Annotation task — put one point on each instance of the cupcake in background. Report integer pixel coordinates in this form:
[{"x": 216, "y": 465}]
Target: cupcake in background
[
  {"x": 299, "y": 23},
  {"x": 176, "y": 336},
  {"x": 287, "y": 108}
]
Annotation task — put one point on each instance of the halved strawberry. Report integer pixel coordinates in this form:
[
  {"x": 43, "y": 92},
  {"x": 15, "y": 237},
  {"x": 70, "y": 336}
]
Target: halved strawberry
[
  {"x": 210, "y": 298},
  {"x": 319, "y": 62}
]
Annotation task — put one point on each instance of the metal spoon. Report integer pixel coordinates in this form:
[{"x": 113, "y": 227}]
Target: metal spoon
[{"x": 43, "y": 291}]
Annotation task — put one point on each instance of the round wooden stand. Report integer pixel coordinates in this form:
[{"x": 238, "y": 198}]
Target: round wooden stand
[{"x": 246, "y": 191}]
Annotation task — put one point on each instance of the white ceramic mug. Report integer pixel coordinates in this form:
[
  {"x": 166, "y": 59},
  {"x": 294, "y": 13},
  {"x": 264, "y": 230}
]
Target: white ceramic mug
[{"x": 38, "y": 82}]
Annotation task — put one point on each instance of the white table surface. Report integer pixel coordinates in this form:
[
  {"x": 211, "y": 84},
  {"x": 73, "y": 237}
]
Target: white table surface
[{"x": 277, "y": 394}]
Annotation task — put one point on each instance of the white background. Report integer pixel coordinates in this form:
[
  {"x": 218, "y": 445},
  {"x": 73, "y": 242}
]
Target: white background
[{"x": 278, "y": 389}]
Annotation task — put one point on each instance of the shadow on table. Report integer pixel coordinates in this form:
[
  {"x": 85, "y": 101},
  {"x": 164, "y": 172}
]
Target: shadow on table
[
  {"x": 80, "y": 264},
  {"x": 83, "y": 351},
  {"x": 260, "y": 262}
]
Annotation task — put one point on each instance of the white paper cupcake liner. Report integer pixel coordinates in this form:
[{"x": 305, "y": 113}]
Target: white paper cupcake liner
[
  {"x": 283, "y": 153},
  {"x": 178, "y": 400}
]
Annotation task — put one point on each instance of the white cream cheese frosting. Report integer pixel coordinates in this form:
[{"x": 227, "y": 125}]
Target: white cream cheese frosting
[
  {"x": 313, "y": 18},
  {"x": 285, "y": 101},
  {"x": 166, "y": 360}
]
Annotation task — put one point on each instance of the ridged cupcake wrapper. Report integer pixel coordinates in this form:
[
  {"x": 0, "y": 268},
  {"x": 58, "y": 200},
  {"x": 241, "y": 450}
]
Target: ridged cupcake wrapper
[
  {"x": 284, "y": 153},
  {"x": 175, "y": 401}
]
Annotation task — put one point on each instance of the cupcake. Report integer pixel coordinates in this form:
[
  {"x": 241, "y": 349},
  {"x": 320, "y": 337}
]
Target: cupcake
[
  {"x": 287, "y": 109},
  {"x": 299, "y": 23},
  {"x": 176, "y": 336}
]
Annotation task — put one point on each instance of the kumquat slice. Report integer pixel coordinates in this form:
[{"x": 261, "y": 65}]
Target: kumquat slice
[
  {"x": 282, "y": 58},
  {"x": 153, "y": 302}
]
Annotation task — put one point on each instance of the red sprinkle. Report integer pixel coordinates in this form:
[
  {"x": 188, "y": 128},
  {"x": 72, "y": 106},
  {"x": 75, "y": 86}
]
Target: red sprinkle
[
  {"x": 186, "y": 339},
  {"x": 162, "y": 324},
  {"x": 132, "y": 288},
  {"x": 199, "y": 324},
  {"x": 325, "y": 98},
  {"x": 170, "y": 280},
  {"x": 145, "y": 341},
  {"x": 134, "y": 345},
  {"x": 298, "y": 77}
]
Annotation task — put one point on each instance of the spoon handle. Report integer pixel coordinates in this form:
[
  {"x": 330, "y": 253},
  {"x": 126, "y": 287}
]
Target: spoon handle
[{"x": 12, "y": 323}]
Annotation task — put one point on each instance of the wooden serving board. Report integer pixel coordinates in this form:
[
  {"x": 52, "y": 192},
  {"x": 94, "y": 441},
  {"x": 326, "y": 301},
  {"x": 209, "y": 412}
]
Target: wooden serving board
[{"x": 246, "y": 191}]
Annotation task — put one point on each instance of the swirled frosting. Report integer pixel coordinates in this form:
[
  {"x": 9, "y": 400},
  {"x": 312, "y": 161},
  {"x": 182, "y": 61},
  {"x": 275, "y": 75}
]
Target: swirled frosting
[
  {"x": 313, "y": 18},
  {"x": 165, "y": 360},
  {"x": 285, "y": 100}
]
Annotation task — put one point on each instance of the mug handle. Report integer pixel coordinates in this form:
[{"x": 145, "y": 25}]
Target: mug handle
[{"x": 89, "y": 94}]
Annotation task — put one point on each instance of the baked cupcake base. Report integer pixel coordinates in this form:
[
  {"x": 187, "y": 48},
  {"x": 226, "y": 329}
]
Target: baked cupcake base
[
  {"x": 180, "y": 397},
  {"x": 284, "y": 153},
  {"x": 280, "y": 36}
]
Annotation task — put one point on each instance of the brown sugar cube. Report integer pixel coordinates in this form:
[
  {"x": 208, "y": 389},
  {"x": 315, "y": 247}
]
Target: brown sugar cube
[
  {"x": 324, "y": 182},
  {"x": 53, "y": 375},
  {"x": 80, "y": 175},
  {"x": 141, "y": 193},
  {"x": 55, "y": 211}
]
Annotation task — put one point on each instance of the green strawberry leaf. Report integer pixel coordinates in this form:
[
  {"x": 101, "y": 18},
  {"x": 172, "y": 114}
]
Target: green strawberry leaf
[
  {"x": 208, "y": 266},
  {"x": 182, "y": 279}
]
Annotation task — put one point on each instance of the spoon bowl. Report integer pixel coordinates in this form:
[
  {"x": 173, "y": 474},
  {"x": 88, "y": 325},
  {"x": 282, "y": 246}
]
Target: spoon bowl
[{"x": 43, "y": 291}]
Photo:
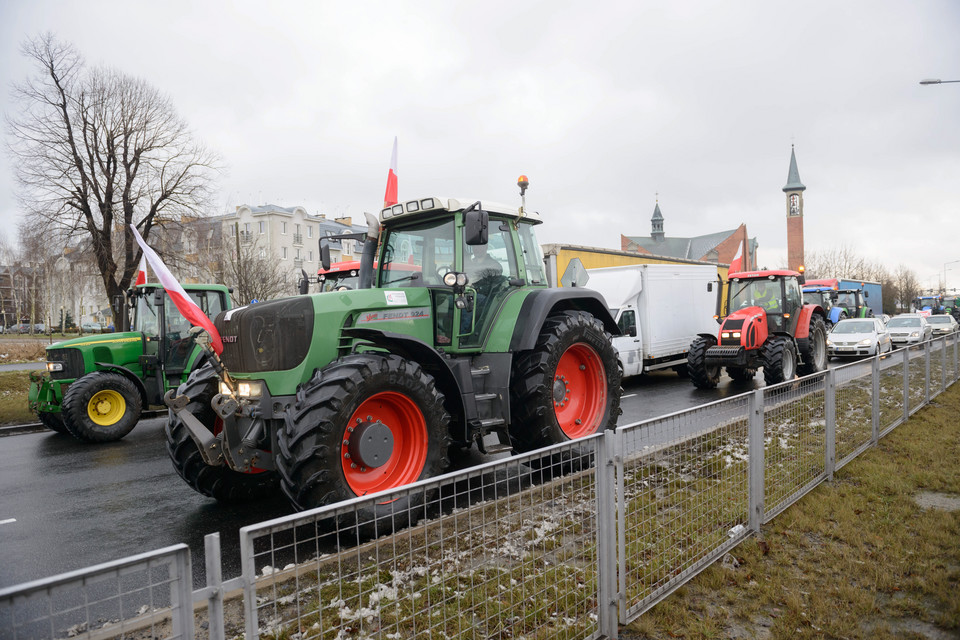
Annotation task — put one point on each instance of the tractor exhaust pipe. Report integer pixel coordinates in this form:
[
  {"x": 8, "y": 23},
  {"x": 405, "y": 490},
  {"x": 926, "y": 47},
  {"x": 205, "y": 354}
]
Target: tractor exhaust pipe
[{"x": 369, "y": 251}]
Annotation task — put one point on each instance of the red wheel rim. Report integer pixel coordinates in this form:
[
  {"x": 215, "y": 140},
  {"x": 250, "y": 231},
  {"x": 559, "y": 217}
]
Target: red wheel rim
[
  {"x": 579, "y": 391},
  {"x": 410, "y": 445}
]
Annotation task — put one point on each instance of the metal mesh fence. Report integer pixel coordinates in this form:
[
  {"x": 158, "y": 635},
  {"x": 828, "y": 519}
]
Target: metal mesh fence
[
  {"x": 937, "y": 351},
  {"x": 148, "y": 595},
  {"x": 918, "y": 377},
  {"x": 794, "y": 441},
  {"x": 891, "y": 391},
  {"x": 508, "y": 549},
  {"x": 683, "y": 497},
  {"x": 853, "y": 407}
]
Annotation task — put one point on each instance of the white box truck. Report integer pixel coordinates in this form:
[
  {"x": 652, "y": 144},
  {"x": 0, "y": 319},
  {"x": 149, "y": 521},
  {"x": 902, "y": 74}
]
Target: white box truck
[{"x": 660, "y": 309}]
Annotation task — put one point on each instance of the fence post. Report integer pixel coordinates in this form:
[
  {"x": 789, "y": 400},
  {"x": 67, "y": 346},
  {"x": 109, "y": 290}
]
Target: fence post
[
  {"x": 607, "y": 454},
  {"x": 943, "y": 365},
  {"x": 830, "y": 402},
  {"x": 211, "y": 551},
  {"x": 249, "y": 576},
  {"x": 756, "y": 467},
  {"x": 875, "y": 383},
  {"x": 181, "y": 597},
  {"x": 906, "y": 383}
]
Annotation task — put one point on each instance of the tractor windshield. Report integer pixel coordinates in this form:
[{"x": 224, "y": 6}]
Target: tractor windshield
[{"x": 418, "y": 255}]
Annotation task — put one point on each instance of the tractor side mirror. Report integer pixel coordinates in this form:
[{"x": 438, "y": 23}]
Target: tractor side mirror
[
  {"x": 475, "y": 225},
  {"x": 324, "y": 255}
]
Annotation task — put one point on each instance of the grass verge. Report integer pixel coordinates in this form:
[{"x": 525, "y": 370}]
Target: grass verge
[
  {"x": 874, "y": 554},
  {"x": 14, "y": 386}
]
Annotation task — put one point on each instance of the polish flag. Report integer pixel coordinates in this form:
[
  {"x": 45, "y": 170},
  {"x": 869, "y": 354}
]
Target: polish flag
[
  {"x": 184, "y": 303},
  {"x": 736, "y": 264},
  {"x": 390, "y": 197},
  {"x": 142, "y": 271}
]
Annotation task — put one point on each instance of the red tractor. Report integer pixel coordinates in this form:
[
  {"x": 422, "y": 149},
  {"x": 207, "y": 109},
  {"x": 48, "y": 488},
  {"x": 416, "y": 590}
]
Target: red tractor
[{"x": 768, "y": 326}]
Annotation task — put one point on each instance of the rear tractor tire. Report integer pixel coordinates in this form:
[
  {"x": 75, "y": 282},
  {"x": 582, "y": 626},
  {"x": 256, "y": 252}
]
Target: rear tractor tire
[
  {"x": 101, "y": 407},
  {"x": 702, "y": 375},
  {"x": 221, "y": 483},
  {"x": 367, "y": 422},
  {"x": 779, "y": 360},
  {"x": 566, "y": 387},
  {"x": 813, "y": 348}
]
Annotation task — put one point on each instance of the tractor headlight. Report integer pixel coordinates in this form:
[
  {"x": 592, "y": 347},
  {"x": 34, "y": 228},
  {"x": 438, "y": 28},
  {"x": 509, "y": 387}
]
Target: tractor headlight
[{"x": 245, "y": 388}]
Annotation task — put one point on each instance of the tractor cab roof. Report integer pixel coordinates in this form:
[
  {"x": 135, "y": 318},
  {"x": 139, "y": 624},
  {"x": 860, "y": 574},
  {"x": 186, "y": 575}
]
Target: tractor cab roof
[{"x": 429, "y": 206}]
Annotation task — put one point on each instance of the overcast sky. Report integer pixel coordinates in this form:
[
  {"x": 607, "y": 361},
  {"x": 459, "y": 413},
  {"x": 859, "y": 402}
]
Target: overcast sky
[{"x": 602, "y": 105}]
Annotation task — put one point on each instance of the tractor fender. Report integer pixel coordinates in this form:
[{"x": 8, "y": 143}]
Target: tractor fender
[
  {"x": 539, "y": 304},
  {"x": 126, "y": 373},
  {"x": 423, "y": 354},
  {"x": 803, "y": 319}
]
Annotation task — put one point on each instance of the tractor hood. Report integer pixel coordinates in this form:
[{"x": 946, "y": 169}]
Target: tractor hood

====================

Task to carry out ::
Reproduce word for word the stretch of the data above, from the line containing "the tractor hood." through the end of the data.

Written response ::
Annotation task — put one point on each instance of the tractor hood. Report integer pixel coordinates in this form:
[{"x": 946, "y": 169}]
Target: tractor hood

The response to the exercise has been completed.